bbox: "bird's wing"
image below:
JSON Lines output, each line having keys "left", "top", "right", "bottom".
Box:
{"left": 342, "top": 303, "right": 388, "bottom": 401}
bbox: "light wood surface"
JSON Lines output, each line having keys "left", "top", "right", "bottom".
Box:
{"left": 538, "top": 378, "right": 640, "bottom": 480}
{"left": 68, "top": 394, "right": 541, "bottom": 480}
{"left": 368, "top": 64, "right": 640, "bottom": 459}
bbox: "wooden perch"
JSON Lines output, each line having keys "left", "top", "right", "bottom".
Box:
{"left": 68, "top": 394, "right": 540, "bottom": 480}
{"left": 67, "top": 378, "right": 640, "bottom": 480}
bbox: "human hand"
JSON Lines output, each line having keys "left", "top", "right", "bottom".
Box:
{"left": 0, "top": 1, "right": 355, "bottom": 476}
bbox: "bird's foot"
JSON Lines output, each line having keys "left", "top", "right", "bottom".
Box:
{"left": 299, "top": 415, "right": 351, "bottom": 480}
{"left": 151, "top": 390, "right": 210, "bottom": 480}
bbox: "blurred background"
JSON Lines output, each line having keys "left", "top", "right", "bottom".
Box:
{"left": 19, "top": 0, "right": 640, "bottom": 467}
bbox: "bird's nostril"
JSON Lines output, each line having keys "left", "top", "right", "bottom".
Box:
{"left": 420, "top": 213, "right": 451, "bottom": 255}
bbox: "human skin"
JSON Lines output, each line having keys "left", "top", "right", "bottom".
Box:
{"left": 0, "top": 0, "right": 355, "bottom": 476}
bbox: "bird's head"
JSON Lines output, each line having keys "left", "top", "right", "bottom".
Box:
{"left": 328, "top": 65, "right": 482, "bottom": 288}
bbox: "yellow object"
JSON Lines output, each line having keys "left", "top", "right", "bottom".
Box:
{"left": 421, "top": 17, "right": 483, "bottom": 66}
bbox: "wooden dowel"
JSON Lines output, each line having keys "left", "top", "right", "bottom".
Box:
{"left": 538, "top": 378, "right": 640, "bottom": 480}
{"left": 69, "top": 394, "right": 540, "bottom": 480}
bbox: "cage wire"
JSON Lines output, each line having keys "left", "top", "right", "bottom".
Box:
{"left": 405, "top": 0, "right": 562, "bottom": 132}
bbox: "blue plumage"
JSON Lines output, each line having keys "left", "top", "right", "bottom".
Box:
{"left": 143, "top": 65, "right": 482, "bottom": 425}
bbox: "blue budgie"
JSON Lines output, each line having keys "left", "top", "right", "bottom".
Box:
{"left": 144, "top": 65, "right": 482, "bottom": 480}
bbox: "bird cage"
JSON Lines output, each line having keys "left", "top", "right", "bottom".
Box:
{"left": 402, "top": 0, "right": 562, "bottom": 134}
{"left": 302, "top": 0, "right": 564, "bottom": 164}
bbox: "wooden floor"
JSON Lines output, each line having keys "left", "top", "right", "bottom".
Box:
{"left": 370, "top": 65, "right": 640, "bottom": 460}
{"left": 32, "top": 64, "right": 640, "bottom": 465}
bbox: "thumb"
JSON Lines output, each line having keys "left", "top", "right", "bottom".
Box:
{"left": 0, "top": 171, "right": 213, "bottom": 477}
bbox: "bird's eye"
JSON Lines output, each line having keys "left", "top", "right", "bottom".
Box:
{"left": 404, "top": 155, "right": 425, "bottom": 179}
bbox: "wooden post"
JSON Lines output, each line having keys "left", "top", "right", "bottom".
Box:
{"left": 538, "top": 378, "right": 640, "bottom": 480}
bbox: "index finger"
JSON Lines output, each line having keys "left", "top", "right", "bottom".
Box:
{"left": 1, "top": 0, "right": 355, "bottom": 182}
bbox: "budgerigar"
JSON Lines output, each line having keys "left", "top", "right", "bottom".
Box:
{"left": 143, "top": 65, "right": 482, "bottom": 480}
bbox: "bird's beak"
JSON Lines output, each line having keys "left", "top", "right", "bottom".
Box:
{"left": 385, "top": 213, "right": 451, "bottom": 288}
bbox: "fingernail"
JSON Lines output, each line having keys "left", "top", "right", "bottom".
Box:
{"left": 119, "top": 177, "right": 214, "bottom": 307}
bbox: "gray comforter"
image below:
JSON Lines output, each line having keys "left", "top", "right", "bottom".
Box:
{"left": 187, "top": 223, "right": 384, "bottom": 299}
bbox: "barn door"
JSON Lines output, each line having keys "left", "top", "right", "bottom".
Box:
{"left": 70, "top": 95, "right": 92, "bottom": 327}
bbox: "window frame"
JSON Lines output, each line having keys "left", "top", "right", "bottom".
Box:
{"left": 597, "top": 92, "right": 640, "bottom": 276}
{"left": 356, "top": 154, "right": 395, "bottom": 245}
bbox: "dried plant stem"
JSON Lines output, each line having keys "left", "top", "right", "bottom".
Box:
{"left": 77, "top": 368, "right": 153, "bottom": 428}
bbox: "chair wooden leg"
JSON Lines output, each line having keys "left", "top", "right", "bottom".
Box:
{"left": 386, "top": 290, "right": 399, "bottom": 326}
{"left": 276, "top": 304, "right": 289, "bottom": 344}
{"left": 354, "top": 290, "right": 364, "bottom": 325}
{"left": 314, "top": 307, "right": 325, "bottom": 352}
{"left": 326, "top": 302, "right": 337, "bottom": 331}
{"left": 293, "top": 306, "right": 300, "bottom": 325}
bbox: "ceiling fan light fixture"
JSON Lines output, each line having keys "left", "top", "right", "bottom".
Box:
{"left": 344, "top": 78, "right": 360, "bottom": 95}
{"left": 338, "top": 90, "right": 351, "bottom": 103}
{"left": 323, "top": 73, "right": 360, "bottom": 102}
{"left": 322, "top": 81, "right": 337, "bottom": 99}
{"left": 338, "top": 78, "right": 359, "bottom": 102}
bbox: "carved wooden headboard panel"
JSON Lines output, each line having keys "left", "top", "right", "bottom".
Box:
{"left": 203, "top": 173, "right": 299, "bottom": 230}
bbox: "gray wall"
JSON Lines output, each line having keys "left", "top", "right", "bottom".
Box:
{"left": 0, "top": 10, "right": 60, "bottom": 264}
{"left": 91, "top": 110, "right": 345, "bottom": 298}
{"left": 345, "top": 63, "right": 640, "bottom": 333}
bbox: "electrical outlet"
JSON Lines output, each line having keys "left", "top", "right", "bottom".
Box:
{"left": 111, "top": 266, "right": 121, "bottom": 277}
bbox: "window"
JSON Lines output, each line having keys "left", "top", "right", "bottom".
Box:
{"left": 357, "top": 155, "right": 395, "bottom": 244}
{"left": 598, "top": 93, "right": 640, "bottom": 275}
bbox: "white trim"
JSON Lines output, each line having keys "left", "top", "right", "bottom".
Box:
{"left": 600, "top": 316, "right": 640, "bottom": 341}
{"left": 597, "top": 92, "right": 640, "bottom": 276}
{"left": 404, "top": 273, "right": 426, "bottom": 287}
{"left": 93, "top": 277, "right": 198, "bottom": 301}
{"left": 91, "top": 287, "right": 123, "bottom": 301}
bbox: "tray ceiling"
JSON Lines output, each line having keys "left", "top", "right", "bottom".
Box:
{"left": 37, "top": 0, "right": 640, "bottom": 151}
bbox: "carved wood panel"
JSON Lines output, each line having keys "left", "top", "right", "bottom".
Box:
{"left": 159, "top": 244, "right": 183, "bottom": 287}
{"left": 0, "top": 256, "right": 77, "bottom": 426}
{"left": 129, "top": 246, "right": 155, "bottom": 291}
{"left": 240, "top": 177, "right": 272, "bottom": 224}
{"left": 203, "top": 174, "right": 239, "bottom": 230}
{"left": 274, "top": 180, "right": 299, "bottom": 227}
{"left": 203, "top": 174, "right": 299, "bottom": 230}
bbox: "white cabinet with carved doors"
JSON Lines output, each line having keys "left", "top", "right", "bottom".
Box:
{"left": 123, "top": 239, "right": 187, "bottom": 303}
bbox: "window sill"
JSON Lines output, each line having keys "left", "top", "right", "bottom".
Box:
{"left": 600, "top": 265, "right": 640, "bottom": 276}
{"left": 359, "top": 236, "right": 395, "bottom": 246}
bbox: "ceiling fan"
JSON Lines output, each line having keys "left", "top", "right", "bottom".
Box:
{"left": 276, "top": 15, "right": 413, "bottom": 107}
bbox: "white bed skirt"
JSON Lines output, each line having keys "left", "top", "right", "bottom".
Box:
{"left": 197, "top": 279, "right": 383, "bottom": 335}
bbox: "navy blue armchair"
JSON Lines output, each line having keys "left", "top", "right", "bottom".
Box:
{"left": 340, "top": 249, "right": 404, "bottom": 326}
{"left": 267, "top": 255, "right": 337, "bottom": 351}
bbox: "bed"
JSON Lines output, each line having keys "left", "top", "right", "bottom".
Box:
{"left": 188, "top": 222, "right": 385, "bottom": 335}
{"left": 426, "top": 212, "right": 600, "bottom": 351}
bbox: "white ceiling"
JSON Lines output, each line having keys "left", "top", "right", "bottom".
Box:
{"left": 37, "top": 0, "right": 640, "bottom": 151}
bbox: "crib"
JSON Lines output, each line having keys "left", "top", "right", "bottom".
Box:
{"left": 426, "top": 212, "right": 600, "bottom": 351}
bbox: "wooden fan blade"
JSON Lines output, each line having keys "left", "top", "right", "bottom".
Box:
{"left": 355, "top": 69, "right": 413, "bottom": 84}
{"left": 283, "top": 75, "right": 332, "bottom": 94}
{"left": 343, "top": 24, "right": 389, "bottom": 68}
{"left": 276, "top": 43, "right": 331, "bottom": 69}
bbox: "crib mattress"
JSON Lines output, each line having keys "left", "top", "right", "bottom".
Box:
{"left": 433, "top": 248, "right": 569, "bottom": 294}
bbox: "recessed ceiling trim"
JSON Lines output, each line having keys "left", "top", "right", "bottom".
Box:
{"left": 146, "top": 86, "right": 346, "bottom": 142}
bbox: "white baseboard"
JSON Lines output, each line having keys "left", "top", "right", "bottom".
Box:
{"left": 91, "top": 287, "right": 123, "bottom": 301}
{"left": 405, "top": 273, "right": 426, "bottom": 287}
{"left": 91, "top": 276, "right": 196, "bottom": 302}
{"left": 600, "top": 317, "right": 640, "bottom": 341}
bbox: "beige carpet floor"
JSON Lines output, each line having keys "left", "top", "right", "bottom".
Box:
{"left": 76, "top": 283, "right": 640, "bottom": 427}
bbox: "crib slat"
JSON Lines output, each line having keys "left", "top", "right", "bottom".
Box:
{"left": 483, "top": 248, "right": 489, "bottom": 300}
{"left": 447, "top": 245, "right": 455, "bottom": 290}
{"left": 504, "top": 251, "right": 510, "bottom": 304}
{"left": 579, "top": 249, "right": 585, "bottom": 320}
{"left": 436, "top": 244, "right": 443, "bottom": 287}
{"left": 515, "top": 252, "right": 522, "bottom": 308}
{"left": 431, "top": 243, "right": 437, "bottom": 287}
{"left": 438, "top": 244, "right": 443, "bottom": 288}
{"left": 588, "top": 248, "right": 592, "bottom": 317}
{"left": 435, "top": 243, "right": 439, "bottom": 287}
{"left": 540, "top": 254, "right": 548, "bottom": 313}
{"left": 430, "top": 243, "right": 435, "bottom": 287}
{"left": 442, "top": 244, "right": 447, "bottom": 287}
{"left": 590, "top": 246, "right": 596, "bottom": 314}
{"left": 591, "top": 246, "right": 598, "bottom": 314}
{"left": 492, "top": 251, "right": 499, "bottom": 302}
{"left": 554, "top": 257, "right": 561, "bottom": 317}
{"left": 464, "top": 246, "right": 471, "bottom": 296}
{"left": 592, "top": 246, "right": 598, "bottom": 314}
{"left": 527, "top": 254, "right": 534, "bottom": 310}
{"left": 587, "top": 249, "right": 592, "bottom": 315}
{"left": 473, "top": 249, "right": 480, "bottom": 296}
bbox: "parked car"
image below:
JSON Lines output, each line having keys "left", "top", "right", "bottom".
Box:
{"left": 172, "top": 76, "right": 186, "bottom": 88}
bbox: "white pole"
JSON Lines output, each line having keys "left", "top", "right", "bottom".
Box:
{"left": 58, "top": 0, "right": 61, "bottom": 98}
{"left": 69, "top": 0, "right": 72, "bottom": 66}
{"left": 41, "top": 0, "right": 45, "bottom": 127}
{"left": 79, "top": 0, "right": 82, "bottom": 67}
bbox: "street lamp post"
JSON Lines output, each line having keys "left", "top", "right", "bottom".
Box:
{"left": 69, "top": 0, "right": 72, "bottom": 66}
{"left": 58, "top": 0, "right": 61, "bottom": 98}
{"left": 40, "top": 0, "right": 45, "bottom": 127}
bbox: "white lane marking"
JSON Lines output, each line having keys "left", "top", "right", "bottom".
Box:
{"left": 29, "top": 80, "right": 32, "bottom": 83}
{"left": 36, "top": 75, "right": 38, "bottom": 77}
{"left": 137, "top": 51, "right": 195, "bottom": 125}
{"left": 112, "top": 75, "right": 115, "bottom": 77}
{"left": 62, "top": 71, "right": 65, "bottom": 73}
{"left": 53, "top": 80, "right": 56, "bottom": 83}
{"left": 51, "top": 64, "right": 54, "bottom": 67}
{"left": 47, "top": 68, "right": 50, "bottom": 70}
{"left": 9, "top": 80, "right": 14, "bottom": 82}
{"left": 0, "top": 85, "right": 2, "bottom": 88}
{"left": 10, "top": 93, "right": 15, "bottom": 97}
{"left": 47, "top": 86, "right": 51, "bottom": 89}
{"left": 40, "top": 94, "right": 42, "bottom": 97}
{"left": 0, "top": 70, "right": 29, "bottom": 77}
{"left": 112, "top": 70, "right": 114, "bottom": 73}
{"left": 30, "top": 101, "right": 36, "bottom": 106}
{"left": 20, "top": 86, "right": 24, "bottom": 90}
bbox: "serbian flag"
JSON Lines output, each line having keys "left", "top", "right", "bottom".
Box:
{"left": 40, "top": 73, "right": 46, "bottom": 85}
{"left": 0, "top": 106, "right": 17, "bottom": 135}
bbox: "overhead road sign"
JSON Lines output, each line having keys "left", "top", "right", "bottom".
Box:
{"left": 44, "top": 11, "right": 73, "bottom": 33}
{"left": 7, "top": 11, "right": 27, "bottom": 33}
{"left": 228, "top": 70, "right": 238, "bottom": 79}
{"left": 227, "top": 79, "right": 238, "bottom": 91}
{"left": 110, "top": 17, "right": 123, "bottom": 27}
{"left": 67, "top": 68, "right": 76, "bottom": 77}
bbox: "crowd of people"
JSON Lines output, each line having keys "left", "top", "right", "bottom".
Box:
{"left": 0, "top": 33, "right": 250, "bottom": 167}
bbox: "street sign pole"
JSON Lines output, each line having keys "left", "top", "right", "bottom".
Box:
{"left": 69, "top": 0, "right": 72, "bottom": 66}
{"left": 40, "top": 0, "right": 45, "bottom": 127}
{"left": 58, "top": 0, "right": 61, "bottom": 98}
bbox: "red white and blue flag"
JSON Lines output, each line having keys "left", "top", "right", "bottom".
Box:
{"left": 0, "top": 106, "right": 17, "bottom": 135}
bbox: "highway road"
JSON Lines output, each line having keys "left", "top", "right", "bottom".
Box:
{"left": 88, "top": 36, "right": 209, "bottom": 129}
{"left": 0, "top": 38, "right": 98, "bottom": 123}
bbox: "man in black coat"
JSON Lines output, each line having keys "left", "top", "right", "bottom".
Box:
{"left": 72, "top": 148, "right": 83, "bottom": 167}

:::::

• Exercise
Extract each line from the listing that holds the word "blue".

• Expected output
bbox: "blue plumage"
bbox: "blue budgie"
bbox: "navy blue armchair"
bbox: "red white and blue flag"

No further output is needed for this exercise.